Also in or Coming to Local Theaters
> The Brothers Grimsby (R): Writer and star Sacha Baron Cohen teams up with action director Louis Leterrier for a bullet-riddled comedy about the screwup brother (Cohen) of a superspy (Mark Strong). Featuring Isla Fisher and Rebel Wilson.
Eddie the Eagle (PG-13): Feel-good biopic about Michael Edwards, who in 1988 became Britain’s first Olympic ski jumper. (Wissmann)
Gods of Egypt (PG-13): The once-promising Alex Proyas directs this computer-effects-heavy Clash of the Titans knockoff starring Gerard Butler (of course) as a guy who shouts and sweats and fights things that obviously are not there. To free slaves or find his wife or something? Let’s agree to never find out.
< Kung Fu Panda III (PG): Second sequel to the improbably decent computer-animated kiddie comedy about a schlubby panda (voiced by Jack Black) who masters the martial arts, now with three little charges to train. Featuring a host of celebrity voice talent, including Angelina Jolie, Dustin Hoffman, Seth Rogen, Jackie Chan, Lucy Liu, David Cross, and Bryan Cranston.

::::::::

■ **DIRECTIONS**
• 1. Revise the theater listings from "Gods of Egypt" to "and Bryan Cranston.", putting "Nicolas Cage" in place of "Gerard Butler", and give that passage in full.
• 2. Condense the entry in the theater listings that begins "Kung Fu Panda III (PG)" into a short bulleted list that keeps its main facts.
• 3. Write the next entry in the theater listings, continuing after the last one shown.
The lines after the theater listings are separate material.

■ **MATERIAL**

::::::::

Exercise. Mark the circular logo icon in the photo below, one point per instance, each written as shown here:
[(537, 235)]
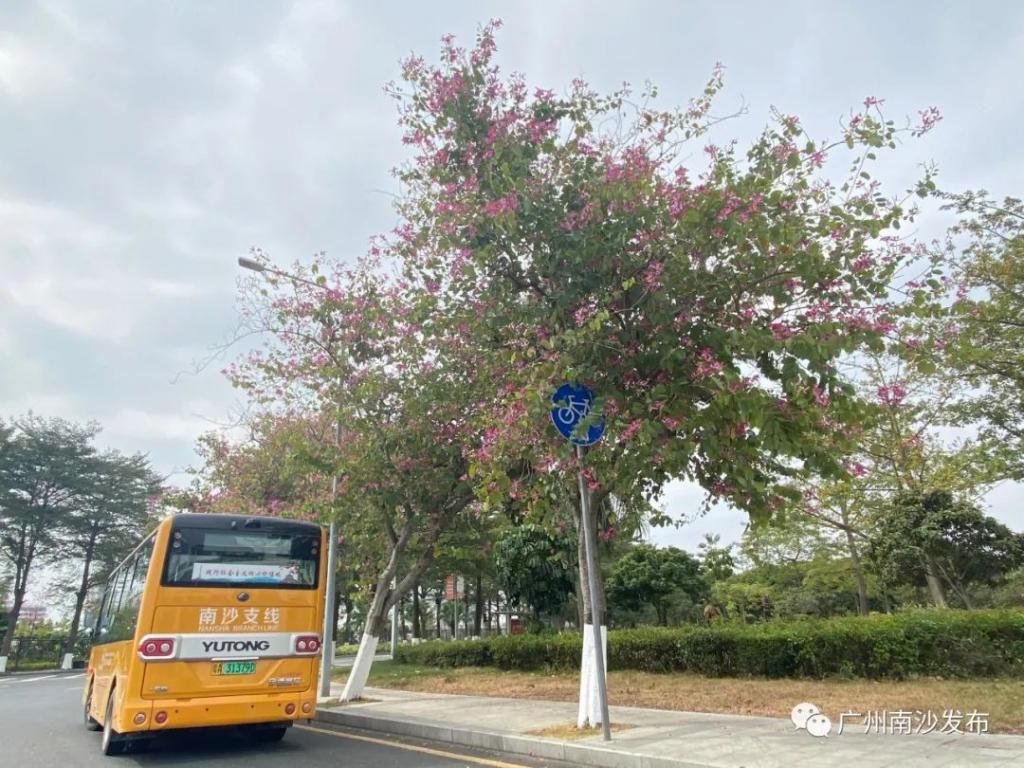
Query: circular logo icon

::::::::

■ **RESPONSES TO THE EXERCISE**
• 1.
Gods of Egypt (PG-13): The once-promising Alex Proyas directs this computer-effects-heavy Clash of the Titans knockoff starring Nicolas Cage (of course) as a guy who shouts and sweats and fights things that obviously are not there. To free slaves or find his wife or something? Let’s agree to never find out.
< Kung Fu Panda III (PG): Second sequel to the improbably decent computer-animated kiddie comedy about a schlubby panda (voiced by Jack Black) who masters the martial arts, now with three little charges to train. Featuring a host of celebrity voice talent, including Angelina Jolie, Dustin Hoffman, Seth Rogen, Jackie Chan, Lucy Liu, David Cross, and Bryan Cranston.

• 2.
- Kung Fu Panda III (PG): second sequel to an improbably decent computer-animated kiddie comedy
- Jack Black voices a schlubby panda who masters the martial arts and now has three little charges to train
- Other celebrity voices: Angelina Jolie, Dustin Hoffman, Seth Rogen, Jackie Chan, Lucy Liu, David Cross, and Bryan Cranston

• 3.
London Has Fallen (R): In this sequel to the successful and pretty grim Olympus Has Fallen, a former Secret Service agent (Gerard Butler) once again must team up with the President (Aaron Eckhart) to save lives after terrorists destroy a landmark. Instead of the White House, they knock down most of London in an effort to kill all world leaders. Big fun. With Morgan Freeman and Radha Mitchell but not original director Antoine Fuqua.
< Race (PG-13): Biopic about the great athlete Jesse Owens (Stephan James), whose performance in the 1936 Olympics in Nazi Germany inspired the world. Featuring Jason Sudeikis, Jeremy Irons, and William Hurt.
Risen (PG-13): Frequent Kevin Costner collaborator Kevin Reynolds writes and directs this tale about Christ told from the perspective of Roman soldiers (Joseph Fiennes and Tom Felton). If you’re wondering, yes, that is exactly the plot of the fake movie-within-a-movie, Hail, Caesar!.
> 10 Cloverfield Lane (PG-13): Mystery shrouds this J.J. Abrams-produced thriller about a young woman (Mary Elizabeth Winstead) who wakes up trapped in a bunker with a man (John Goodman) who claims they cannot go outside for fear of some lurking terror— but is the terror all inside the basement? The title suggests a connection to the terrific 2008 Godzilla riff, but how so remains unclear.
> The Young Messiah (PG-13): Retelling of the early life of Jesus based on a book by Anne Rice, starring Game of Thrones’ Sean Bean.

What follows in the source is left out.